Set task 1 =
Find every row that contains the string "fruit", treating uppercase and lowercase as different, and copy each of those rows in full.

How Will We Solve the Coming Bridge-Collapse Crisis?

Every once in a while, people around the country get up in arms about bridge safety. I have been quietly worrying about bridge safety for many, many years. For instance, a long time ago I read in my local paper, the Boston Globe, about several of the most dangerous bridges in the state. One of them is not far from where I live. I almost never go over that bridge without picturing my death. And there’s another bridge in Boston that scares me. For the longest time, you could drive over it and actually look down and view the Charles River through holes in the tarmac. I think they may have fixed it recently.
Anyway, I heard about an effort by the U.S. Department of Transportation not to FIX bridges, but to COLLECT MORE DATA on bridges. Don’t we already know enough?

Records for this exercise =

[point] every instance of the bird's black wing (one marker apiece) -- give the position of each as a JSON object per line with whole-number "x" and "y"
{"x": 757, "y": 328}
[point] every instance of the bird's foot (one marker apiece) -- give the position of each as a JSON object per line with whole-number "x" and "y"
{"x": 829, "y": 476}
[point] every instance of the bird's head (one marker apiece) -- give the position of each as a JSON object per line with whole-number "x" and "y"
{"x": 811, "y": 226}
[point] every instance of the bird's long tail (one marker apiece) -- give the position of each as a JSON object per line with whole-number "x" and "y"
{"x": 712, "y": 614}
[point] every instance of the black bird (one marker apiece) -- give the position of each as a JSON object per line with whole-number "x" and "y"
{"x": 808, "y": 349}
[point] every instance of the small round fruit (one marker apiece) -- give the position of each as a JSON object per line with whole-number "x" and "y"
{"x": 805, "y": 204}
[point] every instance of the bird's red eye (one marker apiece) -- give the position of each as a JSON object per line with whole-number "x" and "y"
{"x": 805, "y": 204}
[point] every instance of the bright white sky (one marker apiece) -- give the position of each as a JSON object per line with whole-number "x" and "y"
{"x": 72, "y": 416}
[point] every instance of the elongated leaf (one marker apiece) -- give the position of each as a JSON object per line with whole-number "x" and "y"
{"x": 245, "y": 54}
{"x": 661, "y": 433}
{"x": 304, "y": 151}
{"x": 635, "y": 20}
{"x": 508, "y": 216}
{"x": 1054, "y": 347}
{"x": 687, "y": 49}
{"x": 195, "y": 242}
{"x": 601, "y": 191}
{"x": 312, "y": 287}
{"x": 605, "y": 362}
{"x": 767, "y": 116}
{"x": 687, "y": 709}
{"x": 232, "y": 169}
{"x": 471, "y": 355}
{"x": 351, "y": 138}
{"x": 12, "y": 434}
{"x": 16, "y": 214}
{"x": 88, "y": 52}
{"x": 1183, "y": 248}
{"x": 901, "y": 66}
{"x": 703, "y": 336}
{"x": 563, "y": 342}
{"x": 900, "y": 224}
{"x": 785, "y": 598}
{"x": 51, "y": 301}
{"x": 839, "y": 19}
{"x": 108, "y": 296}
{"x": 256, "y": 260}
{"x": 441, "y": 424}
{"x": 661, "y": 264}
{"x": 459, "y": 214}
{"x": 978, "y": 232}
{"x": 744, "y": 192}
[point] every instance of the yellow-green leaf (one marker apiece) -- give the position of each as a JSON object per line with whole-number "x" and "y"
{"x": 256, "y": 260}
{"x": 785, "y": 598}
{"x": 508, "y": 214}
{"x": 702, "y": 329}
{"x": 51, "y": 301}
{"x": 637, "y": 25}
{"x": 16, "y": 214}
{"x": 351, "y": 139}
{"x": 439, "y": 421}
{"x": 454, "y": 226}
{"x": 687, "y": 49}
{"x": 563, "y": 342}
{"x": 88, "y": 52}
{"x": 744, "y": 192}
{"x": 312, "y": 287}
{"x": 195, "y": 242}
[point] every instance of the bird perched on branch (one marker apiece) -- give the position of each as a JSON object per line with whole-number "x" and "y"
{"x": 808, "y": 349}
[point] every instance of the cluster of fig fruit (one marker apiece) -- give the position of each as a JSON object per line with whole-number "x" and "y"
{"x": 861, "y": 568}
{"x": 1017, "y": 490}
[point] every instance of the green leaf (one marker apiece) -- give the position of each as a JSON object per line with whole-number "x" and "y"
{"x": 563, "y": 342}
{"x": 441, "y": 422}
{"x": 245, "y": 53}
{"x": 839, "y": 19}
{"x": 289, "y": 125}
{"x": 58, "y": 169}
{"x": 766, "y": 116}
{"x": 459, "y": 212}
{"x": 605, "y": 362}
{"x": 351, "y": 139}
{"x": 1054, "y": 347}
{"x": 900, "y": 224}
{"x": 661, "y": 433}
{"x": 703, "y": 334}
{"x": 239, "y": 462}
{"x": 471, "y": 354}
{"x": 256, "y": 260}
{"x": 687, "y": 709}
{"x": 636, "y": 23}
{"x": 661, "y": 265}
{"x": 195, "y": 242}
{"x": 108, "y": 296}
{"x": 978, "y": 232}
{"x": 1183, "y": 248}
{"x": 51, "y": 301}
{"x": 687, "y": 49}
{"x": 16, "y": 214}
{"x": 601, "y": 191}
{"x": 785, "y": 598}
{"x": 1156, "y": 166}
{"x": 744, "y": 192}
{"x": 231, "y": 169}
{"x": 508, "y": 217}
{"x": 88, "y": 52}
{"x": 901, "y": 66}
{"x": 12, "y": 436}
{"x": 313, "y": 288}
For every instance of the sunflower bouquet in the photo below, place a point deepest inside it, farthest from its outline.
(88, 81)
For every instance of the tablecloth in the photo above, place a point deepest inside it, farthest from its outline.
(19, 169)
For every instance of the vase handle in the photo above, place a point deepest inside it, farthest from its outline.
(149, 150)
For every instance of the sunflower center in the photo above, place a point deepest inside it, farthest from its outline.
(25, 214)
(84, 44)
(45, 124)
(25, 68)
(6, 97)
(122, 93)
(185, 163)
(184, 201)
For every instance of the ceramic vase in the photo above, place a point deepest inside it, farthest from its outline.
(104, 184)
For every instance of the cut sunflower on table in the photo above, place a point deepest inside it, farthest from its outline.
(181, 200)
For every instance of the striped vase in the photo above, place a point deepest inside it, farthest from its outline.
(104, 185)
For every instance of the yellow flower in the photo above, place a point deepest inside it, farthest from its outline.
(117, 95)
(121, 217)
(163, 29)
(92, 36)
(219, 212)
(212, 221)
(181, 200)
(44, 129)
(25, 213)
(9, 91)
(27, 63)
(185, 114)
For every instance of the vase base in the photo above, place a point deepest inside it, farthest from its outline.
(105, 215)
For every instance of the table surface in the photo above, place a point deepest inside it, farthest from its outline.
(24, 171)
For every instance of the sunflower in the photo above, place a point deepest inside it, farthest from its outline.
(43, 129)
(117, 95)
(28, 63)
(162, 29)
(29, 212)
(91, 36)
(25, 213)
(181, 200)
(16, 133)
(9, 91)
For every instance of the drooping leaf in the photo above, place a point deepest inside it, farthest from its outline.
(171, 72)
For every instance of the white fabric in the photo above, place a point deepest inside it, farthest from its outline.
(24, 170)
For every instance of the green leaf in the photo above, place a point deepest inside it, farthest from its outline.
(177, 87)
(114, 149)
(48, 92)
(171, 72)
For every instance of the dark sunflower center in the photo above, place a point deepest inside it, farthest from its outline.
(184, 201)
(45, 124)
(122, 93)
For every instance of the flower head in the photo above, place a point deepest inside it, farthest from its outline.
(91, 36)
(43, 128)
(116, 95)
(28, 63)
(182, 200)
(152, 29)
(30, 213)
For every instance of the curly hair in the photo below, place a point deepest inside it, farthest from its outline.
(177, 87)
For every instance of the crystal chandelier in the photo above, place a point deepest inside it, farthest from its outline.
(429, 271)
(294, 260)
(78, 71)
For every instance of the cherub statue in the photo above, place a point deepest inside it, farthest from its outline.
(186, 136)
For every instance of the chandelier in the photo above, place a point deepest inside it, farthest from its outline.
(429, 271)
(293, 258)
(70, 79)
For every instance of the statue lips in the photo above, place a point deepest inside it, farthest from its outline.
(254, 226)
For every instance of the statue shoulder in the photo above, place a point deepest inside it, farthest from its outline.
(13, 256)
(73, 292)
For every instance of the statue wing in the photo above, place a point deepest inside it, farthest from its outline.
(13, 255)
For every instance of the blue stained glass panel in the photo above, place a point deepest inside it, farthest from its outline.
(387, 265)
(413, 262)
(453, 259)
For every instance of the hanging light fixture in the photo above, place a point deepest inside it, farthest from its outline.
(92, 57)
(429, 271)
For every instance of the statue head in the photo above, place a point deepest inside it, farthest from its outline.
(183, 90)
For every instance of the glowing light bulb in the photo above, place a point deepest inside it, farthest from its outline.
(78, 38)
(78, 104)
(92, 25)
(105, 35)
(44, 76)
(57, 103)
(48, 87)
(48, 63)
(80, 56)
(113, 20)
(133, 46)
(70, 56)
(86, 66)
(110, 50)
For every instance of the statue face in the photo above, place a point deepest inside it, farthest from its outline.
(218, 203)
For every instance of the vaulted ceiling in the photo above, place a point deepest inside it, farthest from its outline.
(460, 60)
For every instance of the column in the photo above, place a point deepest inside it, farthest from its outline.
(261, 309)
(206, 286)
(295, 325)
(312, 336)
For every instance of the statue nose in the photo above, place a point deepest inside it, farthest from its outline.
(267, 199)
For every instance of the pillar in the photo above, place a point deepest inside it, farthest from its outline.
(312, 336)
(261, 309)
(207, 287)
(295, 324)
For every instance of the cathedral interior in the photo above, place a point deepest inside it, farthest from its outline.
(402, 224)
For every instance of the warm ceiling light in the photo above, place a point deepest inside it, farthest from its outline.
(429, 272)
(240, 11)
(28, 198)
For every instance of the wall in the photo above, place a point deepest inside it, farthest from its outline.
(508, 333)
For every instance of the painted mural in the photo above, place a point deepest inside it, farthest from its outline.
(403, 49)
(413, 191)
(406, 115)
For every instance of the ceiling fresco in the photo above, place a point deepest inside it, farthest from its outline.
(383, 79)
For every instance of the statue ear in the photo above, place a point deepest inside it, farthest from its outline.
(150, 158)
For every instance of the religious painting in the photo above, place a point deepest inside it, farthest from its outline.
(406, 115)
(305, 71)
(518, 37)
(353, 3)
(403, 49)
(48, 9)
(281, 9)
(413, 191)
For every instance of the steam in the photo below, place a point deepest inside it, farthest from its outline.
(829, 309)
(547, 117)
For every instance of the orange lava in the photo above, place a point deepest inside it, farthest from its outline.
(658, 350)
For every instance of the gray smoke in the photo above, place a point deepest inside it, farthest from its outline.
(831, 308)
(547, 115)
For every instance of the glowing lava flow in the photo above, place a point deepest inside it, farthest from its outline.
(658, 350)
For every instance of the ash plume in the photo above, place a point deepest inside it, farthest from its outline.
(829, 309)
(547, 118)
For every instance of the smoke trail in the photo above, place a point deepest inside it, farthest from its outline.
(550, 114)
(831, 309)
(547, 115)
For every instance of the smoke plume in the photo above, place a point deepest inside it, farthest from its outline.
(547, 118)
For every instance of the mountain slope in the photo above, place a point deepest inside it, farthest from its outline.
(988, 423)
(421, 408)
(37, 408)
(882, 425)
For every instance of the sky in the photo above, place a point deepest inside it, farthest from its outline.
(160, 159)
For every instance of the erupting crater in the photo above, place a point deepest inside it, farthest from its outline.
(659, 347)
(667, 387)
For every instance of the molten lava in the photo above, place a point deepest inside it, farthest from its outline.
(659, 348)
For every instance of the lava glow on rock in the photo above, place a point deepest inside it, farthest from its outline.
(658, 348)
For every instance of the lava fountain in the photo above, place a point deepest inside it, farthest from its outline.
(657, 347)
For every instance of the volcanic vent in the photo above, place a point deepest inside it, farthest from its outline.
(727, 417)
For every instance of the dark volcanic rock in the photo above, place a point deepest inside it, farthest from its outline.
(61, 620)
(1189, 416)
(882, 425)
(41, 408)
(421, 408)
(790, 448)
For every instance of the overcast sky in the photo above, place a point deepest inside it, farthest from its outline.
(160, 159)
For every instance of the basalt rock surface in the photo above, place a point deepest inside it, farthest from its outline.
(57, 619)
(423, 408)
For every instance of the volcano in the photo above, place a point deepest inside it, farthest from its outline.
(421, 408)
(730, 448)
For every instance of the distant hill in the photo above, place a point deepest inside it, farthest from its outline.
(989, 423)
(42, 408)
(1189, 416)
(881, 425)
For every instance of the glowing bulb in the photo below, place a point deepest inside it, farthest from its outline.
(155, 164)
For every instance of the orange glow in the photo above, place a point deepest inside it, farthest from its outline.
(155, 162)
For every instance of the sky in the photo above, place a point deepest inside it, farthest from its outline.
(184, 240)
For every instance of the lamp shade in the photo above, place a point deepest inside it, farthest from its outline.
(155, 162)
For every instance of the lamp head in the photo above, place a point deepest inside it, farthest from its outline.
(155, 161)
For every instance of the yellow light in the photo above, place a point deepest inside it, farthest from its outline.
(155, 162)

Set task 2 =
List every proper name of a newspaper, city, river or government agency that appears in the bridge-safety piece.

Written response 1 =
[point] every instance of the small round fruit (one marker apiece) -- give the position of each as a JSON object per line with whole-number "x" and "y"
[point] every instance of the cluster of fig fruit (one marker apiece) -- give the position of each as a JSON object per line with whole-number "x" and "y"

Written response 2 =
Boston Globe
Boston
Charles River
U.S. Department of Transportation